El proceso construcción de paz debe ir más allá de lo que han sido los anteriores, no debe haber espacio para continuar tapando u ocultando verdades acerca de los compromisos de los distintos actores sociales, económicos y políticos colombianos en el desarrollo de la guerra, que se busquen distintas estrategias para propiciar la reconciliación, los procesos de reparación deben garantizar que las personas afectadas puedan rehacer sus actividades productivas y que no se les revictimicen.
Este último aspecto nos muestra la importancia de no desdeñar los aspectos de seguridad, relacionados con brindar a la población protección contra las bandas criminales o nuevos grupos paramilitares, los cuáles buscan conservar las tierras que despojaron a campesinos y grupos étnicos en décadas anteriores. Así mismo seguir usufructuando el negocio de las extorsiones, del narcotráfico y de la extracción minera desbordada por todo el territorio nacional. En la búsqueda de obtener el control territorial producen miles de víctimas, subyugan a las poblaciones a sus dictados y afectan el tejido social de las poblaciones en los territorios donde se instalan.

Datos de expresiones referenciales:
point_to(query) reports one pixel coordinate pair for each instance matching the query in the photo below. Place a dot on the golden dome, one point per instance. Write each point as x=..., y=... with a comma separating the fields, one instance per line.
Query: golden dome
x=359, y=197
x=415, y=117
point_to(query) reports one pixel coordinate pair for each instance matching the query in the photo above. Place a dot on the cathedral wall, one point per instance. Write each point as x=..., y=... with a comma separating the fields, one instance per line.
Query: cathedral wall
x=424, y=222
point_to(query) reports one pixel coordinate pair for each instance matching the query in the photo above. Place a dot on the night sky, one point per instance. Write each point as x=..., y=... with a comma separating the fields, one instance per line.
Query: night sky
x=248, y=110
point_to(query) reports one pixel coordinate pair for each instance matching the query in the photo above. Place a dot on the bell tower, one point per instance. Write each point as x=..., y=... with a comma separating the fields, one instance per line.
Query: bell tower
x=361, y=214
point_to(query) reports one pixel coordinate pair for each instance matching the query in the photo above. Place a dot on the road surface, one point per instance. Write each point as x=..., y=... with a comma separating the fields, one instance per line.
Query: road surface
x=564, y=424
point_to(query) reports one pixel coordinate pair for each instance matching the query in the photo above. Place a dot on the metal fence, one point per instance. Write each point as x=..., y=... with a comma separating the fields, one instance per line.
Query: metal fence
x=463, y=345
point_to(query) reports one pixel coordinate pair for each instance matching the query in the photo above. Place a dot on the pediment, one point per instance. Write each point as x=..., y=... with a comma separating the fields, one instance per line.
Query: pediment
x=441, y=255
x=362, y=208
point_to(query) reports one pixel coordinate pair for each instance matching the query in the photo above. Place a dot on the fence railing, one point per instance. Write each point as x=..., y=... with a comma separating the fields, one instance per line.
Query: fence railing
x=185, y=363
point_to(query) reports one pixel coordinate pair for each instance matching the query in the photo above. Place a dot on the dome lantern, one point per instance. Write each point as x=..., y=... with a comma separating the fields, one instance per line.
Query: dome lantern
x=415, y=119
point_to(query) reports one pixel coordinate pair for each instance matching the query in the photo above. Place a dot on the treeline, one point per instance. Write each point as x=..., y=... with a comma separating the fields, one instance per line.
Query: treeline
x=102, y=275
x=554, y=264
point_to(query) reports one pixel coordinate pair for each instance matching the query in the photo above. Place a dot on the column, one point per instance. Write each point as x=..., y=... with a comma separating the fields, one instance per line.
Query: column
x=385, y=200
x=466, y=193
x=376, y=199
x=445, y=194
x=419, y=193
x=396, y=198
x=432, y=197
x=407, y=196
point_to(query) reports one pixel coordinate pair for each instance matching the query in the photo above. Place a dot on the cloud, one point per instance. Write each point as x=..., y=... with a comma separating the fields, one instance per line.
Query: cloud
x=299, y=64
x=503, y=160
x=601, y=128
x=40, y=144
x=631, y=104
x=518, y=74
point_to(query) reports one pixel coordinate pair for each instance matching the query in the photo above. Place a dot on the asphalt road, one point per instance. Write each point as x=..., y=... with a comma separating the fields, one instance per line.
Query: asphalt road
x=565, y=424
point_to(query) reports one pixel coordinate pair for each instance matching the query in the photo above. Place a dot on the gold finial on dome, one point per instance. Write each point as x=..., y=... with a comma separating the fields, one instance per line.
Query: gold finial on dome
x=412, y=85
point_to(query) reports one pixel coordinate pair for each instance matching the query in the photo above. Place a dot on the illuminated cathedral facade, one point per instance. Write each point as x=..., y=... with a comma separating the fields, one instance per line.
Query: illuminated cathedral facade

TAREA ASIGNADA:
Transcribe del fragmento sobre la construcción de paz todo el texto que va desde "El proceso construcción" hasta "se les revictimicen.".

RESPUESTA ESPERADA:
El proceso construcción de paz debe ir más allá de lo que han sido los anteriores, no debe haber espacio para continuar tapando u ocultando verdades acerca de los compromisos de los distintos actores sociales, económicos y políticos colombianos en el desarrollo de la guerra, que se busquen distintas estrategias para propiciar la reconciliación, los procesos de reparación deben garantizar que las personas afectadas puedan rehacer sus actividades productivas y que no se les revictimicen.